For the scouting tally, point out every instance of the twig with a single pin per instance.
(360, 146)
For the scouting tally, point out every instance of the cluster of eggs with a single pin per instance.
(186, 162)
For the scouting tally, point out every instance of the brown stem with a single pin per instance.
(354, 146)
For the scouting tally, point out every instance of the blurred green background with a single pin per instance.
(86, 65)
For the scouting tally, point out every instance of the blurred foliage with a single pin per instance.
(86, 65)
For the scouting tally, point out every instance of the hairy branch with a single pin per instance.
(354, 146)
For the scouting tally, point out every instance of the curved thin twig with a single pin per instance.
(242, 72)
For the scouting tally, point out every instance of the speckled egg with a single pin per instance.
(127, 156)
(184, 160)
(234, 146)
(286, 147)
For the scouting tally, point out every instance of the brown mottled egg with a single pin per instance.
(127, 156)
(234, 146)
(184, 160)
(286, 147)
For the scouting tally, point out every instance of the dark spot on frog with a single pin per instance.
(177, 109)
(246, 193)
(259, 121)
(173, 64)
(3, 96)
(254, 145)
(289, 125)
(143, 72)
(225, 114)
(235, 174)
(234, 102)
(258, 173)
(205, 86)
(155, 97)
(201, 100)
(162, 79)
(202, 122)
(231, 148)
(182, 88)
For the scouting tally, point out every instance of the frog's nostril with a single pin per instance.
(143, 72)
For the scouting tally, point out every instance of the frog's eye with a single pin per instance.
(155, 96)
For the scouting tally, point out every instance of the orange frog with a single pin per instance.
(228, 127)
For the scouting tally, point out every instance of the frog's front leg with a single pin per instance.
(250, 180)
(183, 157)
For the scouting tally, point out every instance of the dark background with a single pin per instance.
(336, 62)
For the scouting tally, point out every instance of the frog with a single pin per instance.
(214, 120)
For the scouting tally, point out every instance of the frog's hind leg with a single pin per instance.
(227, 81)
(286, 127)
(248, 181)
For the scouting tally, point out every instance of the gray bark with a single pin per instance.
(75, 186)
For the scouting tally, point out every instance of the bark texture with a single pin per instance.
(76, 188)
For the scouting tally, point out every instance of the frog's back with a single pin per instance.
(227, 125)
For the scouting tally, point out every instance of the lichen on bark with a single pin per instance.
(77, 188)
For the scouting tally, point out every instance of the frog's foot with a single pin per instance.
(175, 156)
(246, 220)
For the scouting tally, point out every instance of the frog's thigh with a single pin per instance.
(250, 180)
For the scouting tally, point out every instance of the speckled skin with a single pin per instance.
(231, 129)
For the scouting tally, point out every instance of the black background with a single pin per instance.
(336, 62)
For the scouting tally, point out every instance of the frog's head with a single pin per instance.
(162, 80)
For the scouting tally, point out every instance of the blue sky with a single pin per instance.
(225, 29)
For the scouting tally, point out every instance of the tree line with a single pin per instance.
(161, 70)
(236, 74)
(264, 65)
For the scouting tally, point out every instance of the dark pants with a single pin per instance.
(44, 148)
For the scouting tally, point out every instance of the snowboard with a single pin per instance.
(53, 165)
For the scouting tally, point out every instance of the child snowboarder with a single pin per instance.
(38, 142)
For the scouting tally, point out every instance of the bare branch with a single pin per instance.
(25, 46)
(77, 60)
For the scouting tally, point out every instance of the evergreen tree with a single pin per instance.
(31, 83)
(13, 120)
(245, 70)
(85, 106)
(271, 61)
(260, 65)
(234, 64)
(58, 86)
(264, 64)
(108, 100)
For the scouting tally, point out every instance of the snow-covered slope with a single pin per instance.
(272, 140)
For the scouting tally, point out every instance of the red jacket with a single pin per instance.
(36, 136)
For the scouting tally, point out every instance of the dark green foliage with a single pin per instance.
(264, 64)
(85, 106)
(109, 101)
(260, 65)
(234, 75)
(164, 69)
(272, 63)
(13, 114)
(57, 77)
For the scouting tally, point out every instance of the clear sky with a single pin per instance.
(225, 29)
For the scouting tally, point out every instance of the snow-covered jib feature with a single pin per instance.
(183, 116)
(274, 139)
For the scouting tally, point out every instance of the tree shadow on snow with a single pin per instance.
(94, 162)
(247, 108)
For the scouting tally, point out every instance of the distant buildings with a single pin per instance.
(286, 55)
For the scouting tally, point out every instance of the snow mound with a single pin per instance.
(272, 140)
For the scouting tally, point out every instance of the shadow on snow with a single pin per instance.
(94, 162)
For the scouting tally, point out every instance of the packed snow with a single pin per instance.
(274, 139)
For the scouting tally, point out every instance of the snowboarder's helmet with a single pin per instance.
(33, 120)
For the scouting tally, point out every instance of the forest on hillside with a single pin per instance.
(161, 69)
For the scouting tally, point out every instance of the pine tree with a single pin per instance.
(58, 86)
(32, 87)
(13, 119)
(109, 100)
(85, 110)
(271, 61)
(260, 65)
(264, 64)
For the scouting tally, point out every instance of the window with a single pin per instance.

==

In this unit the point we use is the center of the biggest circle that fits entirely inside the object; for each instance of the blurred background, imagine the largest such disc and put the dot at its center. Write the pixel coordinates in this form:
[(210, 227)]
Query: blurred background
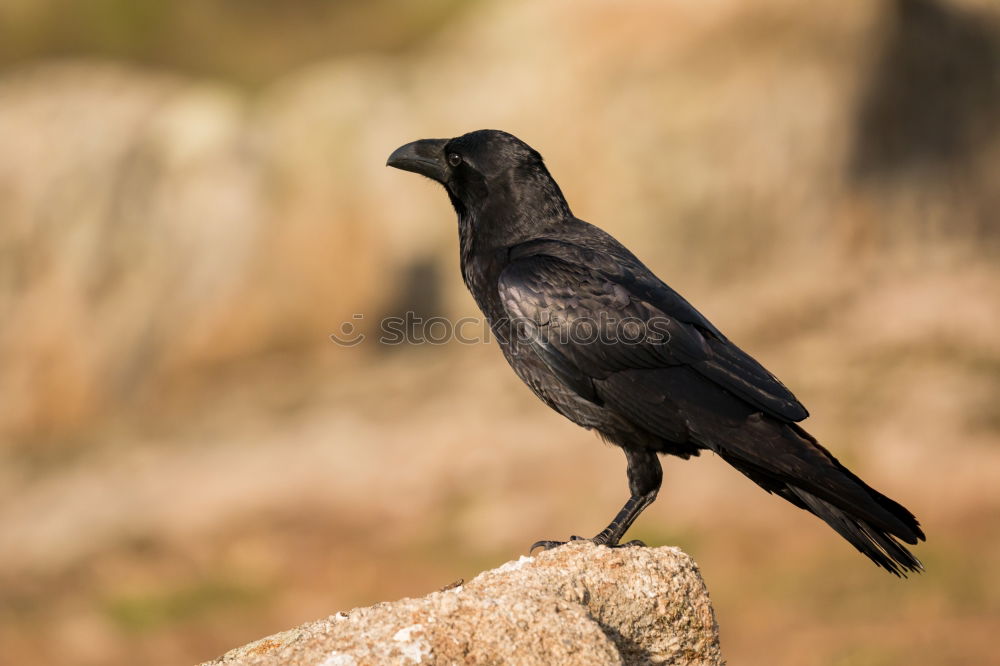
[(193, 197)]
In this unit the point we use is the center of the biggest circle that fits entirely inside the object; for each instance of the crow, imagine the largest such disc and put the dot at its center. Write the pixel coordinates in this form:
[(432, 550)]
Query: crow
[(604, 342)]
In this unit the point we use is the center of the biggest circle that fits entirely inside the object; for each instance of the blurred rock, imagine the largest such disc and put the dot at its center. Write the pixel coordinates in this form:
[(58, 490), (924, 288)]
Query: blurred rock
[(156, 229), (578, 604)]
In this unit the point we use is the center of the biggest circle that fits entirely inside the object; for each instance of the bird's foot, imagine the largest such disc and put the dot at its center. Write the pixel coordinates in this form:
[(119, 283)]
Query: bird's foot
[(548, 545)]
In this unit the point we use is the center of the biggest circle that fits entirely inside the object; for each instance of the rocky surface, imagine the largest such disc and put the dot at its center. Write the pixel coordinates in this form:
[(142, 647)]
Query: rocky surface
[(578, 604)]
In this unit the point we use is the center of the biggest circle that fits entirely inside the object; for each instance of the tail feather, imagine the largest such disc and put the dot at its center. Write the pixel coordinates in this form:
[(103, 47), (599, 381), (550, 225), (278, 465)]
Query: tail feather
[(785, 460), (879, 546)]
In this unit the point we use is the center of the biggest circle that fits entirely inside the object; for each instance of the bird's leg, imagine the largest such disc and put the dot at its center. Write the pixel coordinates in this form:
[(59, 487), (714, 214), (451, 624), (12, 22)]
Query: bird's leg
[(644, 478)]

---

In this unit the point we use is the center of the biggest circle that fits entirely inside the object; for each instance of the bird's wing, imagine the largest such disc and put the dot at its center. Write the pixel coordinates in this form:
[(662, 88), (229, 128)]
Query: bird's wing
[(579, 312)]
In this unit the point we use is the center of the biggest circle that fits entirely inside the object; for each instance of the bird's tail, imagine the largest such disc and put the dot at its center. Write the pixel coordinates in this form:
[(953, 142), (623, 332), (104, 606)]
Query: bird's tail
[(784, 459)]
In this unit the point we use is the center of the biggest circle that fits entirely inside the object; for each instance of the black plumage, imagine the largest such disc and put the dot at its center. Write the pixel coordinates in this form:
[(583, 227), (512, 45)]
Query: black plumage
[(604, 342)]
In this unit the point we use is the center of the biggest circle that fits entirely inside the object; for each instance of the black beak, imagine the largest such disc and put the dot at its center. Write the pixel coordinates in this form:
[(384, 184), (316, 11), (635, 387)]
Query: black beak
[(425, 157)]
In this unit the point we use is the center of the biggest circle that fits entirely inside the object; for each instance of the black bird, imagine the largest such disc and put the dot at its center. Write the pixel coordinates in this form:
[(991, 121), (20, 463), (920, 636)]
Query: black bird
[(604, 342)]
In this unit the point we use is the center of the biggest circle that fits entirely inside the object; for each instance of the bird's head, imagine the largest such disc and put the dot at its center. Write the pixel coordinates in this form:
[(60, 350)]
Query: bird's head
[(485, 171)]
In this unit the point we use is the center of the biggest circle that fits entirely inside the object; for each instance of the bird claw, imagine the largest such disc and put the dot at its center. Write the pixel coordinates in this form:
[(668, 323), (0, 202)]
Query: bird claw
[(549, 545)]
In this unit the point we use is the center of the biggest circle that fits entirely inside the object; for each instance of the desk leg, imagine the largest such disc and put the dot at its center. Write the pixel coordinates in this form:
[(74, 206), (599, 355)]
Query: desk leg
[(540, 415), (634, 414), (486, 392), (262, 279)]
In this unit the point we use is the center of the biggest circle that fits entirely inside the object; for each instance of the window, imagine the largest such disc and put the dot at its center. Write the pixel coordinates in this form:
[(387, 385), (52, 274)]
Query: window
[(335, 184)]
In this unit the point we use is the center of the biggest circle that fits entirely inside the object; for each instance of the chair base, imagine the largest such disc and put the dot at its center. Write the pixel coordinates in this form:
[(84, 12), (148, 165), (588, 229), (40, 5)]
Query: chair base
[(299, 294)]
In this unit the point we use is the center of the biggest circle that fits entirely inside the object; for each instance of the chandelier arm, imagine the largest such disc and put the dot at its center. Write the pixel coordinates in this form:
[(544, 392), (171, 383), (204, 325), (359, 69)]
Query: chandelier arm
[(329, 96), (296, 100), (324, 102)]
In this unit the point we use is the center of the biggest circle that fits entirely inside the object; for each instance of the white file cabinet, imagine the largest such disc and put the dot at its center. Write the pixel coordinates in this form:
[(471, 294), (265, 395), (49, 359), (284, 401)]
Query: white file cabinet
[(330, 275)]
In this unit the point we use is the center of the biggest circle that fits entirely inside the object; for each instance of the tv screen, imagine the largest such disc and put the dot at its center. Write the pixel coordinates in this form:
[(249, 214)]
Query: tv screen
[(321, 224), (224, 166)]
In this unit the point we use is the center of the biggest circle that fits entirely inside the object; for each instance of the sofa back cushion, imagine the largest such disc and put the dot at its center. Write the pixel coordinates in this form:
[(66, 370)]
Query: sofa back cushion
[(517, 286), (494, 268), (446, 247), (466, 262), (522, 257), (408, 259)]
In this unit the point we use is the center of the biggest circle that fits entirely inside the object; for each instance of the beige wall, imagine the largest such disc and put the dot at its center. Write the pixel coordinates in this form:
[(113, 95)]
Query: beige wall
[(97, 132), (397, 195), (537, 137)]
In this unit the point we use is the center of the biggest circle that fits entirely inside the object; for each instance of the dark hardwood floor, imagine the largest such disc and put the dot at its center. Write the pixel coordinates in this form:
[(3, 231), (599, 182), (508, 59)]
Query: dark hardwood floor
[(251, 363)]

Exercise requirements: Everything above from the line containing "blurred rock, imagine" through the line containing "[(142, 647)]" must be copied exactly. Nothing outside that range belongs in the answer.

Response to this task:
In this unit the point we use is the center of the biggest circle that fits entirely inside the object; for each instance of the blurred rock, imagine the largest such disc and put the dot at its center. Write the pixel coordinates in this form:
[(58, 490), (924, 288)]
Query: blurred rock
[(156, 229), (578, 604)]
In this unit the point we use is the center of the biggest circle that fits entirely inside the object; for each instance of the bird's foot, imagine the largest such disc and put the dot at its center. Write the pixel coordinates in this form:
[(119, 283)]
Query: bird's foot
[(548, 545)]
In this unit the point we use is the center of the biggest circle that fits entirely inside the object; for each instance of the rocky surface, imagine the largest such disc and put the dot at its center. Write the pixel coordinates in this form:
[(142, 647)]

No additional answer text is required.